→ **MATERIAL FOR THIS TASK**:
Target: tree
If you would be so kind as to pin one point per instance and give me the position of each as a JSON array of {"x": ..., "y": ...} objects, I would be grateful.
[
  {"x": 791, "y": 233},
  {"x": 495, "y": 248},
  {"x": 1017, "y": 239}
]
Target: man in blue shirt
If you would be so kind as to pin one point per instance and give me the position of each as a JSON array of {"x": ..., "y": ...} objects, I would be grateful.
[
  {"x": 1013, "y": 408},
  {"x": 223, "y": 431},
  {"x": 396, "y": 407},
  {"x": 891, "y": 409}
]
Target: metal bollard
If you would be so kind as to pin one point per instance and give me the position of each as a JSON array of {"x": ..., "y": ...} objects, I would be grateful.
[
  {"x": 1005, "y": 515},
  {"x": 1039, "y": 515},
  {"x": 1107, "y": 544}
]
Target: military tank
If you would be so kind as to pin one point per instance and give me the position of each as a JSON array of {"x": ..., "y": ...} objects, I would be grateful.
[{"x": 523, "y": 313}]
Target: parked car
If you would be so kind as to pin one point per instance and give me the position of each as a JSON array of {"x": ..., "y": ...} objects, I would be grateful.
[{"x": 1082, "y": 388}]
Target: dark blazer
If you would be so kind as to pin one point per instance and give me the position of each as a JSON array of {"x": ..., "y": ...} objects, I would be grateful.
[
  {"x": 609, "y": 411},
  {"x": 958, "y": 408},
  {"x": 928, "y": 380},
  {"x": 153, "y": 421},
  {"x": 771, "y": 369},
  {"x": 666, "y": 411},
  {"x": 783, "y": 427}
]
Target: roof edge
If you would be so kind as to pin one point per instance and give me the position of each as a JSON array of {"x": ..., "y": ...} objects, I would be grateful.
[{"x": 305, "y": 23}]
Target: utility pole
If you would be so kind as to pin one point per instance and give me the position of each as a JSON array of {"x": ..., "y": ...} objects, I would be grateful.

→ **GOAL**:
Copy out all of the data above, character for character, with nothing changed, added, or left out.

→ **CORRECT OUTPUT**:
Target: tree
If you would be so kind as to pin one point per instance and give me the position of each as a JSON array of {"x": ..., "y": ...} objects, I would be grateful.
[
  {"x": 791, "y": 233},
  {"x": 495, "y": 248},
  {"x": 1017, "y": 239}
]
Target: man in blue shirt
If you would be so kind as to pin one point per instance and give me the position of each as a JSON array of {"x": ..., "y": ...} objects, I would be grateful.
[
  {"x": 1013, "y": 408},
  {"x": 223, "y": 431},
  {"x": 396, "y": 407},
  {"x": 891, "y": 409}
]
Target: metal bollard
If you would be so kind as to pin one point per instance and give me the position of each as a JSON array of {"x": ..., "y": ...} objects, I would be grateful.
[
  {"x": 1005, "y": 515},
  {"x": 1039, "y": 515},
  {"x": 1107, "y": 544}
]
Target: military tank
If you would be so kind as to pin one point per instance and give me the position of each as a JSON array of {"x": ..., "y": ...} objects, I would be grateful.
[{"x": 523, "y": 313}]
Target: parked car
If you would be so kind as to pin one point per instance and give me the position of each as a JSON array of {"x": ..., "y": ...} objects, I would be grateful.
[{"x": 1082, "y": 388}]
Target: dark blazer
If you would be so kind as to pin one point per instance and give me the position of each as a JSON array of {"x": ..., "y": ...} objects, I would be grateful.
[
  {"x": 609, "y": 411},
  {"x": 958, "y": 408},
  {"x": 928, "y": 380},
  {"x": 153, "y": 421},
  {"x": 771, "y": 369},
  {"x": 666, "y": 411},
  {"x": 783, "y": 427}
]
Target: roof edge
If you would be so kind as to pin one point per instance and give me the position of each as a JSON array of {"x": ..., "y": ...} objects, I would be grateful.
[{"x": 305, "y": 23}]
Target: utility pole
If you would be so kind as to pin one point per instance and give me the position of each as a JSON array of {"x": ..., "y": ...} objects, I would be grateful.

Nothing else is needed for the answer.